# WRITTEN PROBLEM:
Print all the records exactly, please.

# TASK INPUTS:
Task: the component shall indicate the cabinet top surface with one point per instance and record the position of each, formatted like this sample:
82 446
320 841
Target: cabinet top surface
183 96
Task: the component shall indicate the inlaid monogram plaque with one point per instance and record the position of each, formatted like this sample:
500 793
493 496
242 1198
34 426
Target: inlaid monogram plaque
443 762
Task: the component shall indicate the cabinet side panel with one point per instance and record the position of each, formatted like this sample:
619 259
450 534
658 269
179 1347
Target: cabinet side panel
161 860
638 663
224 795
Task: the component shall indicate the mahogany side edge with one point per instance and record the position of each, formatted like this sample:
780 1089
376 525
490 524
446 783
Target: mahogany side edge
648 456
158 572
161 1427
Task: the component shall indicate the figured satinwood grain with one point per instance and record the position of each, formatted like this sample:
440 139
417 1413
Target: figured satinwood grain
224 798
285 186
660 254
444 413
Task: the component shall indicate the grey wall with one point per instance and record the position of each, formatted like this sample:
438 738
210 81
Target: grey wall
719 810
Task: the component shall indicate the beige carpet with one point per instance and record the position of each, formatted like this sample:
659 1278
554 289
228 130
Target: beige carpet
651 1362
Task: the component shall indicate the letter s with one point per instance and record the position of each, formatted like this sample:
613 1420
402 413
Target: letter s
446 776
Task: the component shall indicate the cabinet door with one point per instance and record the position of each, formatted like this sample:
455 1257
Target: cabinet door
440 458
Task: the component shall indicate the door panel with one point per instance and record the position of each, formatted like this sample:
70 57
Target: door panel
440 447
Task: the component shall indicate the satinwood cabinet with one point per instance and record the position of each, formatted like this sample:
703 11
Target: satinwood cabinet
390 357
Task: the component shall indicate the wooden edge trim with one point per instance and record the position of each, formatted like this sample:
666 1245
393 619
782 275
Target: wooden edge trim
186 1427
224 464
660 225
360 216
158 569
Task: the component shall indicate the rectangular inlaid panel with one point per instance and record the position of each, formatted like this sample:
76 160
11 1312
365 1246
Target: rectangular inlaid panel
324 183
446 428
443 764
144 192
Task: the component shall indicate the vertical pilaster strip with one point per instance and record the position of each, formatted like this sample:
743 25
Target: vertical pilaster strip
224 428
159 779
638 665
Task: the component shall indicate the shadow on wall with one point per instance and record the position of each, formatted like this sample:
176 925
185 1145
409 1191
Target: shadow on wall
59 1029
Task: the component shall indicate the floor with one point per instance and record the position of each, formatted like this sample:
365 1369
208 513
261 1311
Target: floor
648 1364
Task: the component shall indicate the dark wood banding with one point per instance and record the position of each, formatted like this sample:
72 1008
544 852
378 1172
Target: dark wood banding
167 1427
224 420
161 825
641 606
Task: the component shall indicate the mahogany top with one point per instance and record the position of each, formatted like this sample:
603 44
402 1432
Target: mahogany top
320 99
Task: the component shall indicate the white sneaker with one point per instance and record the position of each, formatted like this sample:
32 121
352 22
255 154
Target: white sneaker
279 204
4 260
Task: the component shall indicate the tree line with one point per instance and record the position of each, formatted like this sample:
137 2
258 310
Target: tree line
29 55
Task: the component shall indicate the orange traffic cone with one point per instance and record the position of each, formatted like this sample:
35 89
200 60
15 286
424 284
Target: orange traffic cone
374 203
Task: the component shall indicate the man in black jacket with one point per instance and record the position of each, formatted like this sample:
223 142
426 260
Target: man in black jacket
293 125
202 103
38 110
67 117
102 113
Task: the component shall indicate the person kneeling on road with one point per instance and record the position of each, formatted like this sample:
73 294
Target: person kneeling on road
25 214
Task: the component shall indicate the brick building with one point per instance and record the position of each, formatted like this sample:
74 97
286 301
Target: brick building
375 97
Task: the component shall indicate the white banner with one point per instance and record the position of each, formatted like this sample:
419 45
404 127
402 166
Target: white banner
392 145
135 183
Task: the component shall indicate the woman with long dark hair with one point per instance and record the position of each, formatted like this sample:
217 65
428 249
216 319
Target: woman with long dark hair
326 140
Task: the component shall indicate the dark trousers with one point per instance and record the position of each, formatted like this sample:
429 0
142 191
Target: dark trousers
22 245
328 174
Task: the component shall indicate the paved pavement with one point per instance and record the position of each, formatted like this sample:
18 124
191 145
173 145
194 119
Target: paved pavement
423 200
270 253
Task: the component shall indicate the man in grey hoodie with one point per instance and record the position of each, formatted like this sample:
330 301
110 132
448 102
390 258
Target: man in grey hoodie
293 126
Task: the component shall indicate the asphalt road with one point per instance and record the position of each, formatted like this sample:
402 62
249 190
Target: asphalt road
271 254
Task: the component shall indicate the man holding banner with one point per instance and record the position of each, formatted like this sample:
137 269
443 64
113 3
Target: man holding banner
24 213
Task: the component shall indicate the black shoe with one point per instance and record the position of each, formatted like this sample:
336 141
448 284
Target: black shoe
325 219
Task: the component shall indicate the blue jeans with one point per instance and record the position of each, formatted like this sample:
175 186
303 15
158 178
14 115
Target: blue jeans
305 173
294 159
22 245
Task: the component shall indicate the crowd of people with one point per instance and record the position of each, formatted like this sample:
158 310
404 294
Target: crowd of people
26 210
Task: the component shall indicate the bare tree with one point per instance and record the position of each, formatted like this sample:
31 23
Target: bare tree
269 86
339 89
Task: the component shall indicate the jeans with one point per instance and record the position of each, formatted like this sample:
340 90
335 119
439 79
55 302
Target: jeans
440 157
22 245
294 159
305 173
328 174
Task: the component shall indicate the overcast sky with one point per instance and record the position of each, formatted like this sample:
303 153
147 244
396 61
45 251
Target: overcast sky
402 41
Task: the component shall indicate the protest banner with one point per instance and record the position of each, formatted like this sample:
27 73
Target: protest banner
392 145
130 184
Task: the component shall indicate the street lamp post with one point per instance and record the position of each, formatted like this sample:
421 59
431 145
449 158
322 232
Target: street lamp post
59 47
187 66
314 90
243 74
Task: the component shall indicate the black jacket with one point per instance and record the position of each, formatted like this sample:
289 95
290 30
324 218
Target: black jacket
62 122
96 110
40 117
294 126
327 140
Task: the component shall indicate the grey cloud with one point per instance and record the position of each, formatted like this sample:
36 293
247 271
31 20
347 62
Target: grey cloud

# FULL SOLUTION:
Task: the component shall indicate the cabinet top surface with one point per instance and record the position of each, formatted like this sample:
82 446
320 841
Target: cabinet top surface
183 96
Task: the component shall indicate the inlaid monogram plaque with one point per instance and record the position of each, formatted like this sample:
500 793
493 496
242 1198
34 426
Target: inlaid monogram plaque
443 762
Task: the component shall indicate the cabinet side panel with one point per instance and record the position of each, formatted like this sample:
619 259
450 534
658 269
179 1347
Target: cabinet side panel
161 860
638 663
224 795
Task: the component shall indicate the mahogany side edge with one point per instance and record the position of each, formatted like this sample:
780 1089
376 525
490 524
446 783
Target: mahogany side edge
648 456
158 572
161 1427
Task: the component shall indicate the figured satinwood grain with one point per instance and record the position of each, formatted like this sample:
440 139
417 1413
Target: figured satinwood grain
224 798
285 186
660 254
444 413
Task: the component shall indicate the grey wall with one point per instance and record the position of each, formatted like this sample:
438 738
210 81
Target: grey wall
719 810
Task: the component shall indicate the beige carpet with one point per instance and record the position of each, formatted like this sample:
659 1278
554 289
228 130
Target: beige carpet
651 1362
Task: the component shall indicate the letter s with one point per instance and record the position of each, formatted like this sample:
613 1420
402 413
Target: letter s
446 776
Task: the component shall indicate the cabinet door with one point per instance and record the position of each, formatted like this sample:
455 1257
Target: cabinet door
440 458
Task: the component shall indicate the door panel with one point per instance and record the position of each, formatted like this sample:
70 57
Target: door panel
440 447
Task: the component shall indicate the satinwood cabinet with one point per instance and record the position of each, formatted like this sample:
703 11
Target: satinwood cabinet
390 357
Task: the component shall indicate the wooden edge trim with one point per instance and record the position of each, formatted like this sample:
666 1245
393 619
782 275
Target: wooden edge trim
186 1427
224 464
660 225
360 216
158 569
Task: the component shall indicate the rectangular inlaid panel with one point per instance and record the position of each, formatted like this sample:
76 160
11 1312
365 1246
Target: rectangular inlaid panel
324 183
446 428
443 764
144 192
Task: the component shall indicate the vertical pilaster strip with one point per instance and record the position of each, formatted like this sample:
743 25
Target: vertical pilaster strip
224 428
159 779
638 665
Task: the component shall indicate the shadow on wall with one point per instance and record the position of each, formatted like this sample:
176 925
185 1145
409 1191
Target: shadow on wall
59 1029
Task: the component shall indicate the floor with one point per instance and record the position of each, formatted like this sample:
365 1369
208 513
261 1311
Target: floor
648 1364
Task: the component shall indicate the dark wood banding with one point per instance and record the position of each, formatted like this sample:
72 1008
544 852
378 1172
Target: dark wood banding
167 1427
224 420
161 825
641 606
Task: the component shall indicate the mahogany top with one point per instance and record the position of each, formatted like this sample:
603 44
402 1432
Target: mahogany top
320 99
Task: the component shall indicate the white sneaker with one point per instance and record the position of each, formatted like this sample:
32 121
352 22
255 154
Target: white sneaker
279 204
4 260
Task: the component shall indicate the tree line with one point per instance and record the position of each, formatted like this sample:
137 2
258 310
Target: tree line
29 55
Task: the component shall indicate the orange traffic cone with one point per instance and record the position of each, formatted like this sample:
35 89
200 60
15 286
424 284
Target: orange traffic cone
374 203
Task: the component shall indicate the man in black jacket with one point per instance and record the position of each, formatted like this sample:
223 142
426 260
Target: man in black jacket
293 125
202 103
38 110
67 117
102 113
Task: the component shall indicate the person kneeling on road with one point per instance and record the position of each, formatted like this sample:
73 294
Target: person kneeling on road
25 214
Task: the component shall indicate the brick building with one point per instance and record the position of each, formatted like this sample:
74 97
286 301
Target: brick building
375 97
Task: the component shall indicate the white banner with one point per instance and record the position of each, formatted like this sample:
419 45
404 127
402 166
Target: white banner
392 145
135 183
Task: the component shall indicate the woman with long dark hair with one point per instance and record the position of each, formatted like this sample:
217 65
428 249
216 319
Target: woman with long dark hair
326 140
Task: the component shall indicate the dark trousers with one point per instance and record the position of each, formatted like this sample:
429 0
142 191
Target: dark trousers
22 245
328 174
Task: the component shall indicate the paved pavement with one point per instance and record the position of each, formatted like this sample:
18 124
191 145
173 145
194 119
Target: paved pavement
423 200
270 253
Task: the component shall indicate the man in grey hoodie with one point per instance and record the position of each, formatted like this sample:
330 301
110 132
448 102
390 258
Target: man in grey hoodie
293 126
Task: the component shall indicate the asphalt road with one point per instance and record the position of each, formatted like this sample:
402 62
249 190
Target: asphalt road
271 254
Task: the component shall indicate the man holding banner with one point per instance and record the position of each, formatted like this sample:
137 269
443 64
113 3
Target: man holding banner
24 213
Task: the component shall indicate the black shoe with one point per instance and record the position of each, formatted like this sample:
336 141
448 284
Target: black shoe
325 219
Task: the component shall indicate the blue jeans with one point per instance and record the position of each, formatted like this sample:
175 186
303 15
158 178
14 115
Target: blue jeans
305 173
294 159
22 245
Task: the component shall indicate the crowd of people with one point per instance and record the position of each, formatted like this sample:
158 310
404 294
Target: crowd of people
26 210
Task: the component shall indicate the bare tree with one point per instance and record the position of each, formatted like this sample:
31 23
Target: bare tree
269 86
339 89
Task: the component shall indicate the jeans with one point per instance and record the position of each, formatted like this sample:
340 90
335 119
439 79
55 302
Target: jeans
440 157
22 245
294 159
305 173
328 174
Task: the component shall indicate the overcast sky with one point per instance and record the position of each, formatted like this sample:
303 153
147 244
396 61
45 251
Target: overcast sky
402 41
Task: the component shall indicate the protest banner with one point per instance and record the position of each, formatted like this sample:
27 73
Target: protest banner
392 145
130 184
Task: the component shall indicate the street lamp post with one point per instance and record the position of each, formatted like this sample:
421 59
431 145
449 158
322 232
Target: street lamp post
59 47
187 66
314 90
243 74
Task: the component shall indicate the black jacket with one point per instance and record the position of each, formatted like this sample:
289 95
290 30
324 218
Target: black jacket
62 122
96 110
40 117
294 126
327 140
Task: the component shall indicate the grey cloud with one point per instance and record the position of each, formatted like this sample:
36 293
247 271
31 20
347 62
Target: grey cloud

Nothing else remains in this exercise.